• **Exercise goal**
Check every line of the entries below for "glasses", and copy the lines that have it.

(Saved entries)
----------------

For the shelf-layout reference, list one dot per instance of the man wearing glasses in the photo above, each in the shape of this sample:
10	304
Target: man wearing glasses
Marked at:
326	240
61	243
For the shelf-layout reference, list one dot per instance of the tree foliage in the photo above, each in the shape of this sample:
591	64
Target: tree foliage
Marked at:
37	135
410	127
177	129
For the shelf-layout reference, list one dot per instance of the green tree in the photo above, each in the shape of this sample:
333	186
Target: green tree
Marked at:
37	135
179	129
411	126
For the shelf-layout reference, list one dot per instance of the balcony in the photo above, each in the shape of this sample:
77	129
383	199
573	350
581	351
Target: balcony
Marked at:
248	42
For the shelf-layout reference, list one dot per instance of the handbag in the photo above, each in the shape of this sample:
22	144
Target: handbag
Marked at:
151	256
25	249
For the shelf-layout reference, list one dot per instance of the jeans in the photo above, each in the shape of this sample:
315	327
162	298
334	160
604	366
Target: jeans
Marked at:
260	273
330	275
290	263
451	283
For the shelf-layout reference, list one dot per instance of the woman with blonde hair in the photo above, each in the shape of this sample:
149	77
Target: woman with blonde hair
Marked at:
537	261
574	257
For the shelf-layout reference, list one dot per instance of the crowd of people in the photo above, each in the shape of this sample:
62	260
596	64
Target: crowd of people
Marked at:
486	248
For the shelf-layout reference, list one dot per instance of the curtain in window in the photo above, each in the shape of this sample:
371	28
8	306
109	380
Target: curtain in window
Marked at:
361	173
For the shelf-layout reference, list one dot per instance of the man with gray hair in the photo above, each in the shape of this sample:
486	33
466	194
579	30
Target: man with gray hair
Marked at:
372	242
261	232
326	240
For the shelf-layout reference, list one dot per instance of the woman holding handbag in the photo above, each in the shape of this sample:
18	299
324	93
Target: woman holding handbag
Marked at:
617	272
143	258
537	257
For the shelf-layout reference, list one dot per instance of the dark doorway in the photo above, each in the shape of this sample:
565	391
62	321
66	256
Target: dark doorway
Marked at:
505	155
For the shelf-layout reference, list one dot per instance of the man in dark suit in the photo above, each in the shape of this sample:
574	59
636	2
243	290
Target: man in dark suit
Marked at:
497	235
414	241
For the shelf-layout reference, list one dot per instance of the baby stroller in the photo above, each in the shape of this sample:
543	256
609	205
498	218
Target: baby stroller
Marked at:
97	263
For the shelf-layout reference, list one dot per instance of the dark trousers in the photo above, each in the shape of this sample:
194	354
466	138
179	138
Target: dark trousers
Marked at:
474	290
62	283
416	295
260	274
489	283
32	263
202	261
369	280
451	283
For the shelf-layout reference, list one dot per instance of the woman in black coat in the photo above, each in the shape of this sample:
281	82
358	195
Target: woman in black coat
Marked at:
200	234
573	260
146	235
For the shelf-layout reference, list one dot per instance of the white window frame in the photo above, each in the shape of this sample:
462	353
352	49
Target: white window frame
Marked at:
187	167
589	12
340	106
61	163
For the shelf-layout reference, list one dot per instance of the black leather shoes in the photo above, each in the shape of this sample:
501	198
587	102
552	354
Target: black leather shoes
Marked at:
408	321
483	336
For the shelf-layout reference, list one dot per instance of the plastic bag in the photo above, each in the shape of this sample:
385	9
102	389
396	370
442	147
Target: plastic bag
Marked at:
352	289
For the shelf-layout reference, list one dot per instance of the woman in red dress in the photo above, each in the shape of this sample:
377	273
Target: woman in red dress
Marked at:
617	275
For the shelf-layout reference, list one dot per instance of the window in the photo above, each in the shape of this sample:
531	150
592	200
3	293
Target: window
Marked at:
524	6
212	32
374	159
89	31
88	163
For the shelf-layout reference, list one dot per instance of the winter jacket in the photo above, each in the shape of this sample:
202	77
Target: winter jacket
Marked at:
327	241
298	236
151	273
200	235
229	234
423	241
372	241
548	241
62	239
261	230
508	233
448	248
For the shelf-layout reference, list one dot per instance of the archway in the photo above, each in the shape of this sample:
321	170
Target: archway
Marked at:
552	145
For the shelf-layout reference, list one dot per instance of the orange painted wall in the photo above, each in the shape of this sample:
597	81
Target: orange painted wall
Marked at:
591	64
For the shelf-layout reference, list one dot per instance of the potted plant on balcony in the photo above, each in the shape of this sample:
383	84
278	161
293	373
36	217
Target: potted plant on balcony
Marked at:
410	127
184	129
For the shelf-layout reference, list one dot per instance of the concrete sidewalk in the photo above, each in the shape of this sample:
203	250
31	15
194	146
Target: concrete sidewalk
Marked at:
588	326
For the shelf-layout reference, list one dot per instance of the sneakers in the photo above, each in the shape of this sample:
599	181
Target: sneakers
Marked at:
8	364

----------------

• **Task result**
For the shelf-layout reference, list one dot per instance of the man wearing glasses in the photo above, each in the shape of this sample:
Target: man wearing glasses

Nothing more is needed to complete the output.